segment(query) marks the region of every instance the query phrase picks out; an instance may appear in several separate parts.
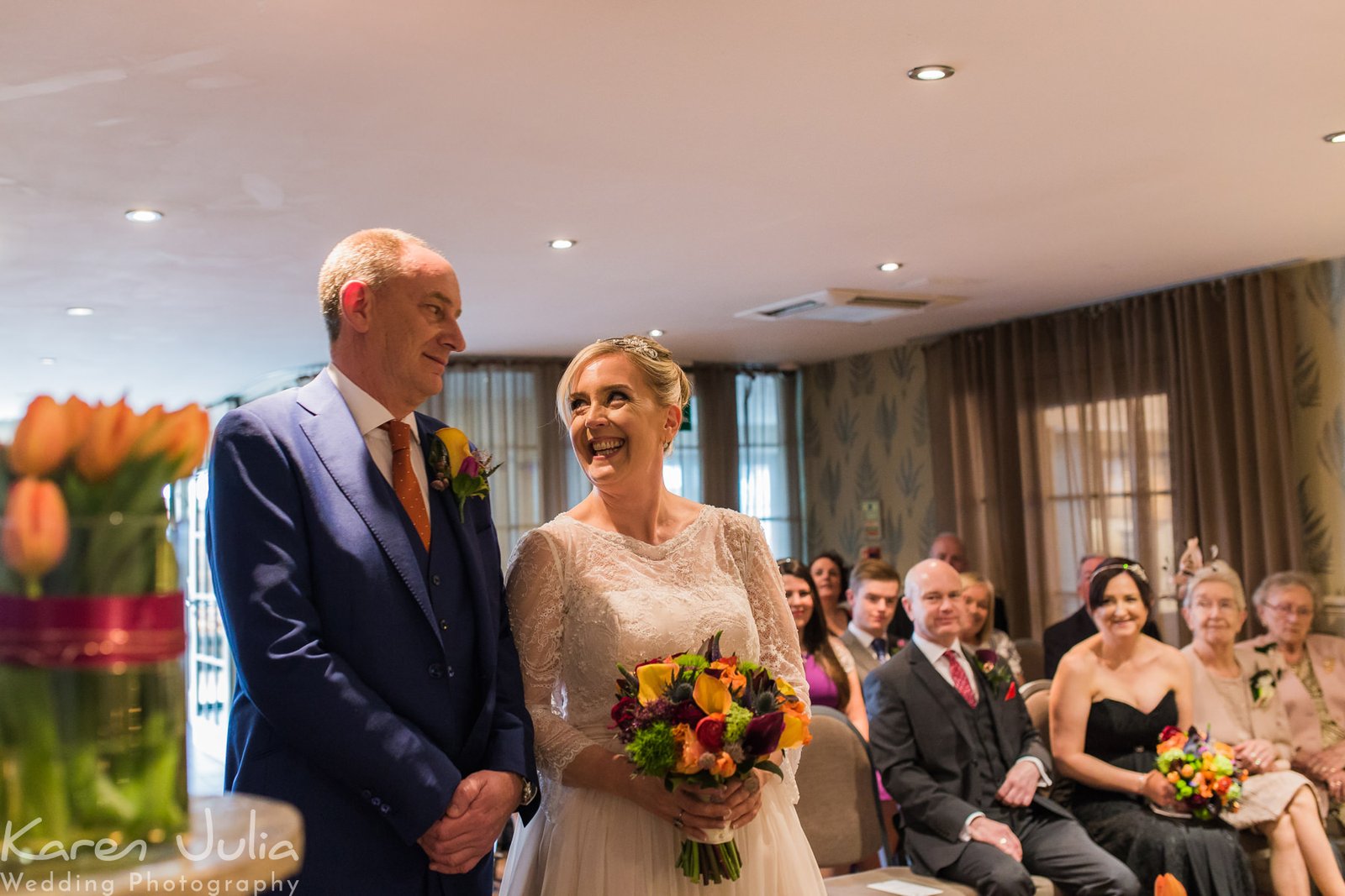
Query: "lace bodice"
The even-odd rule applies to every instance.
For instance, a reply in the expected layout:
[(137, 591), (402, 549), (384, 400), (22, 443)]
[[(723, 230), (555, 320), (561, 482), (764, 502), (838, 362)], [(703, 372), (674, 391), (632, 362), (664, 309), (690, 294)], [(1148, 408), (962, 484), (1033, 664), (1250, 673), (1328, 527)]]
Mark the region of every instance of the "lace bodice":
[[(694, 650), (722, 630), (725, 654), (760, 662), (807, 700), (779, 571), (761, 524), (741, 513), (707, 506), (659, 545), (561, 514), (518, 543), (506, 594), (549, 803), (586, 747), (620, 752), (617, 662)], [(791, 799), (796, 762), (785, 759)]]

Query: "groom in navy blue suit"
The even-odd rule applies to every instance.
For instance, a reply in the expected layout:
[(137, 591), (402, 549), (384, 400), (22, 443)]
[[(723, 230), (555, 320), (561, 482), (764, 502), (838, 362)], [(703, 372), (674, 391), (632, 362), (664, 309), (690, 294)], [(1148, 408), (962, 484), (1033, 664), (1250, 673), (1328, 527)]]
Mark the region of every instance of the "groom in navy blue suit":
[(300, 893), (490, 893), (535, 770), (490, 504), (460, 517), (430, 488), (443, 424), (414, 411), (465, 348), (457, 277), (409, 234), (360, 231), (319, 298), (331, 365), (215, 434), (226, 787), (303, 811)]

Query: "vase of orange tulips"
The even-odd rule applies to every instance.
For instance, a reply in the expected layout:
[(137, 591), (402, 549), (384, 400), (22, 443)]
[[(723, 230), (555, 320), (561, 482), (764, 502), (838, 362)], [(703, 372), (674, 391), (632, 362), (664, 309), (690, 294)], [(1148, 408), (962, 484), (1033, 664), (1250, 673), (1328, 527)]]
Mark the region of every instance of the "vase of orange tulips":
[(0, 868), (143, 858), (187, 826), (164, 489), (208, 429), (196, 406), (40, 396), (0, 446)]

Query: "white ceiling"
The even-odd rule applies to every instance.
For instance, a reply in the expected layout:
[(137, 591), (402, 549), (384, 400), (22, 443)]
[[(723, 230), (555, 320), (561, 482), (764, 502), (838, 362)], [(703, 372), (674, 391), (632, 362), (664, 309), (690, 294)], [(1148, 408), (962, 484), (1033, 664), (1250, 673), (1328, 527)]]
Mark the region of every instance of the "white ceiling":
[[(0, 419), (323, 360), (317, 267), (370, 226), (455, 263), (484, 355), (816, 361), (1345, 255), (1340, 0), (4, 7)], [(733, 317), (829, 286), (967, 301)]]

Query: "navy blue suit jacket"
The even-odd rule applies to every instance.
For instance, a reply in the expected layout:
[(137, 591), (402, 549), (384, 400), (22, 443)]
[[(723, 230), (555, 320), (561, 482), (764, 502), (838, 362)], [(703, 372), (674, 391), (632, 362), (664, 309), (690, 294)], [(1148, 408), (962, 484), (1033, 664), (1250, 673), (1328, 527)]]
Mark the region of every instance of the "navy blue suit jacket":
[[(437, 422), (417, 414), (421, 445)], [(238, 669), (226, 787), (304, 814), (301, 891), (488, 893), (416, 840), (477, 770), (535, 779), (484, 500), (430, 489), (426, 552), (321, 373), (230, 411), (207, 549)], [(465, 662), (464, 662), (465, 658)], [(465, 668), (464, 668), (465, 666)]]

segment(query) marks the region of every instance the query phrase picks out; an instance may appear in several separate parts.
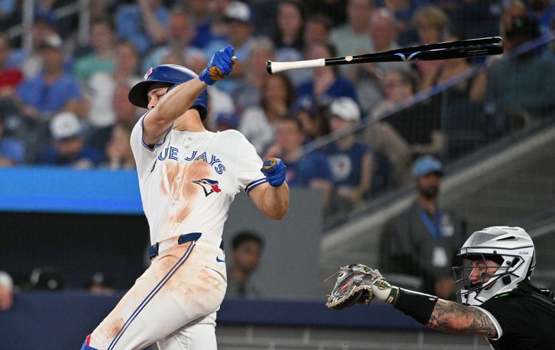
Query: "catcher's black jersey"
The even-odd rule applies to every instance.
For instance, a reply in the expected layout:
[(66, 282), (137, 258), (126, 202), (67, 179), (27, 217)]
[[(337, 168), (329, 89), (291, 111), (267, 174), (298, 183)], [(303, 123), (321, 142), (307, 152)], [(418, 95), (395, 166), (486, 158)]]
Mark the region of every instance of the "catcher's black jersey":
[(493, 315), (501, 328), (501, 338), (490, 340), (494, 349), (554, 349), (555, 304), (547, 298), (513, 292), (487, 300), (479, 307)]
┄┄┄┄┄┄┄┄┄┄
Task to carry out:
Reproduce every item above word for word, but leave the pictures out.

Answer for this exercise:
segment(query) marks the region of every instance the query phrase picks out; an instance may appear in several separate parts.
Query: "lace bodice"
The even-odd rule applies to every instance.
For instance, a reply in the expected layout:
[(137, 591), (402, 549), (384, 400), (22, 443)]
[[(723, 230), (555, 320), (561, 482), (764, 502), (838, 362)], [(703, 372), (674, 391), (632, 362), (664, 309), (690, 294)], [(1148, 408), (962, 484), (1033, 664), (1250, 673), (1328, 527)]]
Mark the region of every instance of the "lace bodice":
[[(694, 650), (722, 630), (725, 654), (760, 662), (807, 700), (779, 571), (761, 524), (741, 513), (707, 506), (659, 545), (561, 514), (518, 543), (506, 594), (549, 803), (586, 747), (620, 752), (617, 662)], [(791, 799), (796, 762), (785, 759)]]

Query: "groom in navy blue suit"
The even-odd rule applies to every instance.
For instance, a reply in the expected layout:
[(137, 591), (402, 549), (384, 400), (22, 443)]
[[(723, 230), (555, 320), (561, 482), (764, 502), (838, 362)], [(703, 372), (674, 391), (632, 362), (664, 309), (690, 294)], [(1148, 408), (962, 484), (1033, 664), (1250, 673), (1328, 527)]]
Mark the region of every instance of the "groom in navy blue suit":
[(300, 893), (490, 893), (535, 770), (490, 504), (460, 517), (430, 488), (443, 424), (414, 411), (465, 348), (457, 277), (409, 234), (360, 231), (319, 298), (331, 365), (215, 434), (226, 787), (303, 811)]

Query: "vase of orange tulips"
The even-odd rule applies to every instance.
For instance, a reply in the expected layout:
[(137, 591), (402, 549), (384, 400), (22, 443)]
[[(723, 230), (555, 320), (561, 482), (764, 502), (838, 362)], [(703, 372), (674, 391), (632, 362), (664, 309), (690, 294)], [(1148, 408), (962, 484), (1033, 664), (1250, 673), (1328, 527)]]
Mark the region of every instance of the "vase of orange tulips":
[(0, 868), (143, 858), (187, 826), (164, 489), (208, 429), (196, 406), (40, 396), (0, 446)]

Query: "white ceiling"
The even-odd rule applies to every instance.
For instance, a reply in the expected layout:
[(137, 591), (402, 549), (384, 400), (22, 443)]
[[(723, 230), (555, 320), (561, 482), (764, 502), (838, 362)], [(703, 372), (674, 391), (632, 362), (664, 309), (690, 294)], [(1148, 408), (962, 484), (1033, 664), (1250, 673), (1328, 527)]]
Mark the region of every instance of the "white ceiling":
[[(0, 419), (323, 360), (317, 267), (370, 226), (455, 263), (484, 355), (816, 361), (1345, 255), (1340, 0), (4, 7)], [(733, 317), (829, 286), (967, 301)]]

Query: "navy blue suit jacket"
The even-odd rule applies to every instance.
For instance, a reply in the expected layout:
[(137, 591), (402, 549), (384, 400), (22, 443)]
[[(723, 230), (555, 320), (561, 482), (764, 502), (838, 362)], [(703, 372), (674, 391), (632, 362), (664, 309), (690, 294)], [(1148, 408), (962, 484), (1033, 664), (1250, 673), (1328, 527)]]
Mark the region of every instance of the "navy blue suit jacket":
[[(437, 422), (417, 414), (421, 445)], [(238, 669), (226, 787), (304, 814), (301, 891), (488, 893), (416, 840), (477, 770), (535, 779), (484, 500), (430, 489), (426, 552), (321, 373), (230, 411), (207, 549)], [(465, 662), (464, 662), (465, 658)], [(465, 668), (464, 668), (465, 666)]]

segment(query) marks the region of every instance the query phrase picks out; an instance may appear in several separate parts.
Query: "catcher's black jersey"
The even-odd rule applies to every instance.
For instance, a reply in the expected layout:
[(66, 282), (137, 258), (126, 202), (67, 179), (27, 217)]
[[(337, 168), (329, 89), (291, 111), (267, 174), (298, 183)], [(303, 123), (321, 142), (307, 152)], [(418, 95), (395, 166), (486, 158)]]
Mark the region of every instance of the "catcher's black jersey":
[(493, 315), (501, 328), (501, 338), (490, 340), (494, 349), (554, 349), (555, 304), (547, 298), (513, 292), (487, 300), (479, 307)]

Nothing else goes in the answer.